━━━ PAGE EXTRACT
The incentives debate

During the spring city campaign season, challengers focused their ire on several tax incentive deals, possibly more than any single issue, saying they’re contributing to the rising cost of living.

Duncan, the impact fee adviser, wondered the opposite. Why not up the offer? Why not ask Apple in exchange to build the facility in or near downtown instead of near its existing facility in far Northwest Austin, in the Round Rock school district?

The company may not have gone for it. But a downtown-area campus, Duncan contends, would help curb sprawl and the associated costs. And — more importantly, he says — it would mean that Apple’s considerable tax revenue would be flowing into the Austin school district’s coffers, not Round Rock’s.

“It was Austin tax dollars we waved in front of Apple,” Duncan said. “Why should another city reap the benefits?”

Like impact fees, there is no definitive study of how incentives have affected the property tax burden. An unassailable answer may not be possible, because it involves guessing what companies would have done absent an offer.

But the drumbeat prompted the City Council this spring to start a top-to-bottom evaluation of when and how incentives should be offered — and signaled the electorate seems to be paying more attention to the tax burden.

Leffingwell pulled his support for a 2012 urban rail referendum partly because of the cost. He also pledged to try to keep the rest of a likely November bond package below $400 million, the approximate mark at which the property tax rate would have to rise. (The tax rate would drop if the bonds were not approved.)

Those financial officers put together a possibly first-of-its-kind spreadsheet projecting the tax bill of a typical Austin home over the next five years: another 5.9 percent increase, if the inflation trends of the past decade continue.

“We have a lot of needs: medical care, education, parks, public safety and transportation,” Council Member Sheryl Cole, chairwoman of the committee, said in an interview. “We can do them all. But not all at one time.”

More generally, Cole said of the lack of coordination between jurisdictions, “That’s exactly what we’re trying to fix.”

With Austin’s recent history, some are skeptical.

“The voters keep approving every bond package, and they keep re-electing people who only think about their piece of the pie,” Aleshire said. “If they don’t pay more attention, you’re writing this story again in 10 years.”

Contact Marty Tooheyat 445-3673

Watchdog coverage

Marty Toohey has written about local government since 2005. His report today is part of the American-Statesman’s continuing focus on the handling of public money; previous stories have examined the diversion of revenue from court fees and fines, Travis County’s use of property tax overpayments, and $250 million in planned state incentives for Formula One.

About this story

To assess the long-term trend of rising property taxes, reporter Marty Toohey started with an average-value Austin house whose owner lives in it, taxed by the City of Austin, the Austin school district, Travis County, the Austin Community College district and the Central Health district. That home is eligible for the typical tax breaks those jurisdictions provide and is covered by the state’s 10 percent cap on annual property-appraisal increases. The idea was to track how the combination of rising home values and tax rates was affecting typical homes. (The city did not begin tracking the median value of an Austin home until midway through the decade, but officials in the planning and housing departments said the median and average probably saw similar increases.)

Using this calculation as a baseline, Toohey, with the help of the Travis County tax office, applied the tax rates for each jurisdiction and then adjusted for 10 years’ worth of inflation, using the All Urban Consumers Consumer Price Index in a manner verified by the city’s budget office.
━━━━━━
━━━ DATA RECORDS
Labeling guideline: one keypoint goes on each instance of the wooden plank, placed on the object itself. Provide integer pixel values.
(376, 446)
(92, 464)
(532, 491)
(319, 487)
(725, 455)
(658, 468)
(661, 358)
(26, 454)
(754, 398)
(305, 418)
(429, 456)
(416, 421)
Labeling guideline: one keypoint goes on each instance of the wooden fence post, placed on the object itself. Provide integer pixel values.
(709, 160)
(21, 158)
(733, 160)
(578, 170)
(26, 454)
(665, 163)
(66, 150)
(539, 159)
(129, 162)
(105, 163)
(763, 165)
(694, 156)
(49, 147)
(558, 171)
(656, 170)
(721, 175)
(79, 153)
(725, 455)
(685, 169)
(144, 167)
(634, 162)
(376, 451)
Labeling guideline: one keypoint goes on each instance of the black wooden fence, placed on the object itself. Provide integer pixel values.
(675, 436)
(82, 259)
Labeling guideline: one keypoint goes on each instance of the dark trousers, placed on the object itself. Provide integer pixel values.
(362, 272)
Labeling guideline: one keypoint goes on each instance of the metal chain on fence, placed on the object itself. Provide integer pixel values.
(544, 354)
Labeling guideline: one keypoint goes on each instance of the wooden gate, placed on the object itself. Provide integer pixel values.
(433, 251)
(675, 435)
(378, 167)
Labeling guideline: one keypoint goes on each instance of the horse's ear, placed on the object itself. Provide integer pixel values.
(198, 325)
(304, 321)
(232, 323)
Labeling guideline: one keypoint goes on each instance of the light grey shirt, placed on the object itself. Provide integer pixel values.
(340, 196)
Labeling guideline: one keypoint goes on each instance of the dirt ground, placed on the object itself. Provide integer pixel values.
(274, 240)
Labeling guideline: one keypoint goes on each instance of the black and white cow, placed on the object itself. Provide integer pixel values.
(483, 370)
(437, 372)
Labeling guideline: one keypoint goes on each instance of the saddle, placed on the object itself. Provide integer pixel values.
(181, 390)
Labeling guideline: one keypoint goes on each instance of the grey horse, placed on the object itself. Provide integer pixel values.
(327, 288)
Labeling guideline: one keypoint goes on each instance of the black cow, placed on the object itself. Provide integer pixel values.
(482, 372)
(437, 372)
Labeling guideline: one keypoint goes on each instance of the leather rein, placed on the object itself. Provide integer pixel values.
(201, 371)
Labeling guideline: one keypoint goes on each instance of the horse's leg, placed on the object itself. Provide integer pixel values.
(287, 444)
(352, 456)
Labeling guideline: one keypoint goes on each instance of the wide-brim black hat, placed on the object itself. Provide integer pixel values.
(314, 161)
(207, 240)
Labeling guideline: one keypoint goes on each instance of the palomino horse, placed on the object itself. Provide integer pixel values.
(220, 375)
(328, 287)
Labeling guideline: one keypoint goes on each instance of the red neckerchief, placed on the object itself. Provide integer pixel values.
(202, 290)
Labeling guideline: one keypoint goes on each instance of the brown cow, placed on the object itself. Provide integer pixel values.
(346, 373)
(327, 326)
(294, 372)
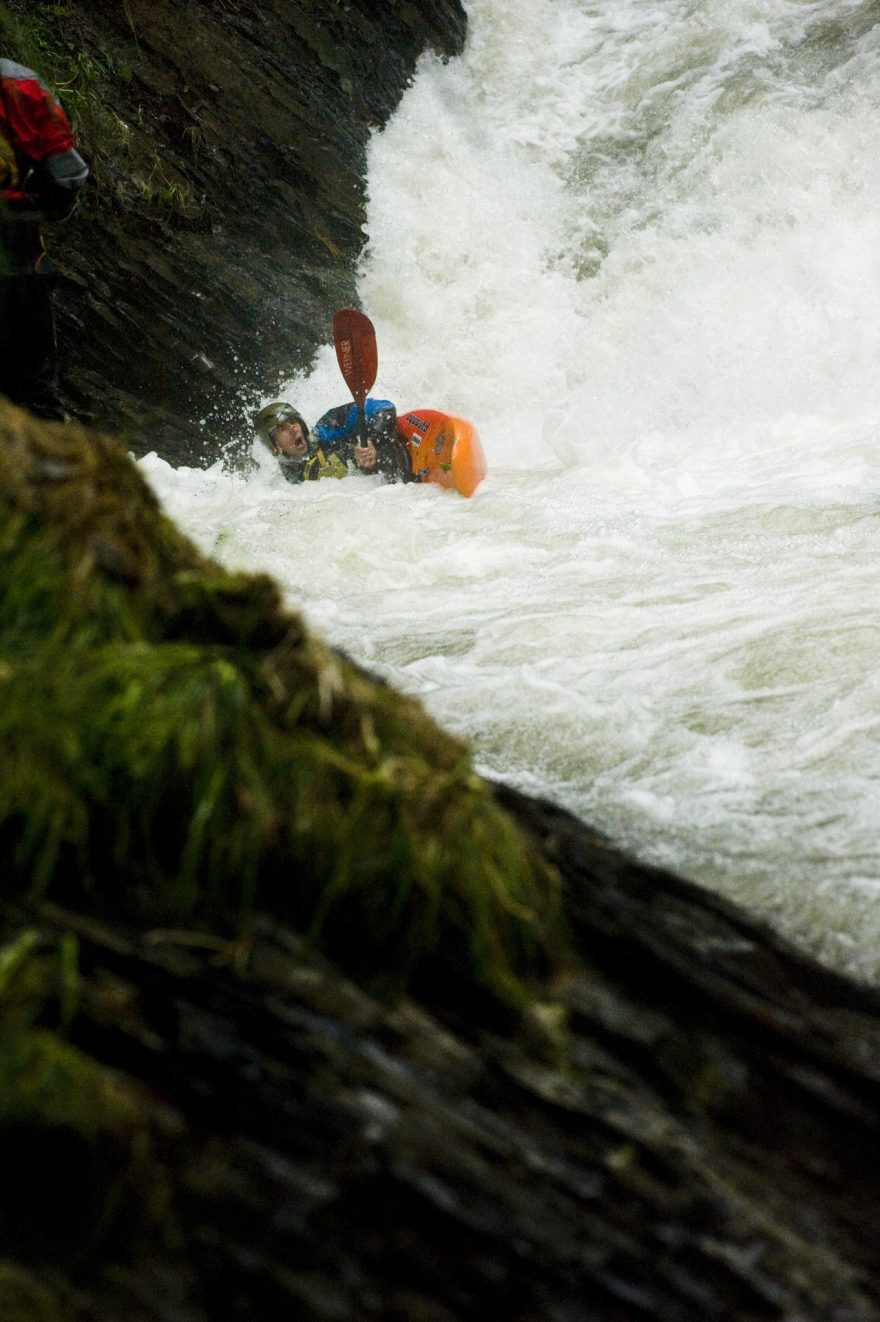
━━━━━━
__WHAT YOU ARE ASKED TO DO__
For each statement below, state whether it agrees with the article on Austin property taxes, answering yes or no and quoting the words of the article that decide it. 1. Leffingwell pledged to try to keep the rest of a likely November bond package below $400 million. 2. Duncan proposed asking Apple to build its facility near its existing facility in far Northwest Austin. 3. A definitive study exists of how incentives have affected the property tax burden.

__SOLUTION TO THIS PROBLEM__
1. Yes: "He also pledged to try to keep the rest of a likely November bond package below $400 million"
2. No: "Why not ask Apple in exchange to build the facility in or near downtown instead of near its existing facility in far Northwest Austin"
3. No: "there is no definitive study of how incentives have affected the property tax burden"